[Document extract]:
++++++

Not Painting

7 May 2012

The Norwegian Artist and I have a friend who specializes in painting small pet animals...that is, when he paints.

While to paint regularly, you don't need a huge space, you'll find yourself happiest with a designated one. On the Horizon by Steve Henderson, 24 x 30, oil painting, also available as a limited edition signed print.
While to paint regularly, you don't need a huge space, you'll find yourself happiest with
a designated one. On the Horizon by Steve Henderson, 24 x 30, oil painting, also
available as a limited edition signed print.
Most of the time, our friend is thinking about painting, or castigating himself for not painting enough, or remodeling the garage studio so that it's easier for him to paint, or reading about painting, or attending art group meetings and talking with colleagues about how challenging it is to get in the mood to paint.

He rarely paints.

Don't get me wrong, there's always a reason. Like many artists who are not yet, or maybe never want to be, making a full time living with their art, our friend is tired at the end of the work day, and by the time he sets up his work area so that he can continue where he left off three weeks ago, it's time to put it all away again.

What to do? Do whatever you must to make painting as effortless as possible, because the more you do it, the easier it gets.

1)      While it's unrealistic to expect to paint every day, do shoot for more than twice a week.

2)      Set aside a designated space that you don't have to dismantle and re-build each time you work.

++++++

[Dataset rows]:
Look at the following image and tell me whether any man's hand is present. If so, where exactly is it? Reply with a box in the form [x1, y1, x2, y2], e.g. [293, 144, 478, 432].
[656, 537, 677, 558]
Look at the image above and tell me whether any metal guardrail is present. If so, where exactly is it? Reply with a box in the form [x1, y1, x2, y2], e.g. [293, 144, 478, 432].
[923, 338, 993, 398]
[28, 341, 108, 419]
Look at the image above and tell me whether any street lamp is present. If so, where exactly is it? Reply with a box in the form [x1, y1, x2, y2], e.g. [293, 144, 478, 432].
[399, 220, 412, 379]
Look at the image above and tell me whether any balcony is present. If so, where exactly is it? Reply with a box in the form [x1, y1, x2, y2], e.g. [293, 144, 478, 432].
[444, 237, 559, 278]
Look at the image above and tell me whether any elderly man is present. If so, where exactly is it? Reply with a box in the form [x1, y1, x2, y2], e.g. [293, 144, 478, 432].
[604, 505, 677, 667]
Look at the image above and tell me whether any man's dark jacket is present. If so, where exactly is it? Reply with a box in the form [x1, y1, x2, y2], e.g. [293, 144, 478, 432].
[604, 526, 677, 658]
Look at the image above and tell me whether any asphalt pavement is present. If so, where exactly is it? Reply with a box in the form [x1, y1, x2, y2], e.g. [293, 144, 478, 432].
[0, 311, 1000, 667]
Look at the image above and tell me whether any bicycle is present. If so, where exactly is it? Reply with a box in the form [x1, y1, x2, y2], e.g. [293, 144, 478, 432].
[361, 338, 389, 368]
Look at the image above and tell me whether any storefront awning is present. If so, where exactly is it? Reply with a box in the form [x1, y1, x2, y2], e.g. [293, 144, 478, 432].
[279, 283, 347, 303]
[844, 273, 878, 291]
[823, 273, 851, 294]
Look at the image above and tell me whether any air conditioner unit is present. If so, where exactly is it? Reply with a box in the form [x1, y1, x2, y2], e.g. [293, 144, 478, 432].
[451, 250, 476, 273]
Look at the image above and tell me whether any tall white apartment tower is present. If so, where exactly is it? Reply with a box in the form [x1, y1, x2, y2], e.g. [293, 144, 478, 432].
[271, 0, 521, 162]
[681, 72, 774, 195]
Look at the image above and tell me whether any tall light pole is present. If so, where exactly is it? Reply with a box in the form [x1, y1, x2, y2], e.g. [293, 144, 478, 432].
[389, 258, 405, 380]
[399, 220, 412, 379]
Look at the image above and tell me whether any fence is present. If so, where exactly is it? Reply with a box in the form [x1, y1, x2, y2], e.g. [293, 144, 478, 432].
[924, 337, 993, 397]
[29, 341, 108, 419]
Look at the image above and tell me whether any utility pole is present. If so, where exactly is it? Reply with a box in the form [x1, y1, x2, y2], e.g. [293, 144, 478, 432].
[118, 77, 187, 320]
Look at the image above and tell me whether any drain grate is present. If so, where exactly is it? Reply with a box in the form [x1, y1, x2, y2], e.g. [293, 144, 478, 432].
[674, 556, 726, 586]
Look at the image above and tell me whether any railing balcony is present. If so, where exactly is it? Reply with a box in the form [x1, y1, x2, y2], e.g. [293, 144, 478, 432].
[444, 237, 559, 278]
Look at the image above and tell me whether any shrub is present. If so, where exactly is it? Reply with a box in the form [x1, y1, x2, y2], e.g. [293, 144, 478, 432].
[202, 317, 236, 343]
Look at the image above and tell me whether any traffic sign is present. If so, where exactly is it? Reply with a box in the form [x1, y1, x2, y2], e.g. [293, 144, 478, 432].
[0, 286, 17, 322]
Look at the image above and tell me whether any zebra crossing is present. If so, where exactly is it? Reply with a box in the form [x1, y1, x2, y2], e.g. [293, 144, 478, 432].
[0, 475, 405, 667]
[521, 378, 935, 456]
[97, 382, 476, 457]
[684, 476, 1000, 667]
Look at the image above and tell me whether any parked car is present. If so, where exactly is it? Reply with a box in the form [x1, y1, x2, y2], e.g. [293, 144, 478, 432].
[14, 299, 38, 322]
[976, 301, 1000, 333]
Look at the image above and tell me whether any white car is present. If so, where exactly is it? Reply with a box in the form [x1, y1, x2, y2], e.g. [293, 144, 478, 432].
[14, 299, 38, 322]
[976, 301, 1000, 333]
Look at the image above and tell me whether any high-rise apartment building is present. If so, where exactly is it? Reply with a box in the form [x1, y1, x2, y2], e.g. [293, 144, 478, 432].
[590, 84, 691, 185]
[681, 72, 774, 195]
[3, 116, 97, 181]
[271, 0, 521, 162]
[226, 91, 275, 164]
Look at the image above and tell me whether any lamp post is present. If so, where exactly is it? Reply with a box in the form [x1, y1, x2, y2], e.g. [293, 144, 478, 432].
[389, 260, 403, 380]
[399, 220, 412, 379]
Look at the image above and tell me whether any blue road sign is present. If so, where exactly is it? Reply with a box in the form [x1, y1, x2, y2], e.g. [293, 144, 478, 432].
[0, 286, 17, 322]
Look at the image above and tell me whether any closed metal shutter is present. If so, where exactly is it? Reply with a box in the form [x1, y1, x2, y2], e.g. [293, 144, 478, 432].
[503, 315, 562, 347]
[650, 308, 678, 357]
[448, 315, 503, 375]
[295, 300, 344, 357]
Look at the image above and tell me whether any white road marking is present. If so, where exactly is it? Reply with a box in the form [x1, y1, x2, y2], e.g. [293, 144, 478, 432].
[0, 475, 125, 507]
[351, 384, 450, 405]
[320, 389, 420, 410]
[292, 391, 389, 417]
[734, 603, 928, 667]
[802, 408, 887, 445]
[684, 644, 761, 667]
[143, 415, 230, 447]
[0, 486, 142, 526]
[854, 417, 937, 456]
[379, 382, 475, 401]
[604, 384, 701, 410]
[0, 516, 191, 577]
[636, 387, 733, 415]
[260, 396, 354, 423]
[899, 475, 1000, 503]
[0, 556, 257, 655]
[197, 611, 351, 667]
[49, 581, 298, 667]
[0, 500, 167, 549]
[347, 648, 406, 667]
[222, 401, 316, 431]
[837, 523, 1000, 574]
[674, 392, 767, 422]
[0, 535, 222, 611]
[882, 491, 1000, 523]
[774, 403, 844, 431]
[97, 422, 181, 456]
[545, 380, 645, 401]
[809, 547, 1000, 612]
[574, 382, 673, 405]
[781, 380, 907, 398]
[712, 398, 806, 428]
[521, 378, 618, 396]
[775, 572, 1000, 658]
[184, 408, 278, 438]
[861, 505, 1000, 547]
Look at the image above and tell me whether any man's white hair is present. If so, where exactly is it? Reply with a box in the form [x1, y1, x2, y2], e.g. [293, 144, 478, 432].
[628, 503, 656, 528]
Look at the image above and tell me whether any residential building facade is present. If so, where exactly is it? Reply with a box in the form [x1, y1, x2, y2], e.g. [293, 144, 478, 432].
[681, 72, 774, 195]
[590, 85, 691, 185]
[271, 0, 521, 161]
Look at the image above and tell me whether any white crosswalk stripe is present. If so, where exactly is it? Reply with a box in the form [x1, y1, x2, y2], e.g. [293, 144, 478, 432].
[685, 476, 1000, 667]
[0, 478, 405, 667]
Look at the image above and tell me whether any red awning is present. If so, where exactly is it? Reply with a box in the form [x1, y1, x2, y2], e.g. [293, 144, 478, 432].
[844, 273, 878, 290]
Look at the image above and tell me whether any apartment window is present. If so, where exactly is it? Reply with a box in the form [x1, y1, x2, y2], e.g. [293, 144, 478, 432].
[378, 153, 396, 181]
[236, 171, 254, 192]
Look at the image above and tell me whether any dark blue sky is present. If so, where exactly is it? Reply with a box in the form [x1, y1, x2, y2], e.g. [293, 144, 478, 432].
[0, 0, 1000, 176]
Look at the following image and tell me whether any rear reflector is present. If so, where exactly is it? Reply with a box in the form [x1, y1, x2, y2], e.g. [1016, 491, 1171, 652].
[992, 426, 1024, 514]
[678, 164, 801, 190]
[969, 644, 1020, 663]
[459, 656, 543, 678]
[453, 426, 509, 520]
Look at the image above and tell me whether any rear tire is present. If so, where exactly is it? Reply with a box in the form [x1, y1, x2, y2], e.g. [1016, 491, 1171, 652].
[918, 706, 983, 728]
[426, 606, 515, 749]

++++++

[Problem statement]:
In the post about not painting, substitute "exhausted" for "tired" and give everything from "Don't get me" down to "easier it gets." again.

[Output of the exercise]:
Don't get me wrong, there's always a reason. Like many artists who are not yet, or maybe never want to be, making a full time living with their art, our friend is exhausted at the end of the work day, and by the time he sets up his work area so that he can continue where he left off three weeks ago, it's time to put it all away again.

What to do? Do whatever you must to make painting as effortless as possible, because the more you do it, the easier it gets.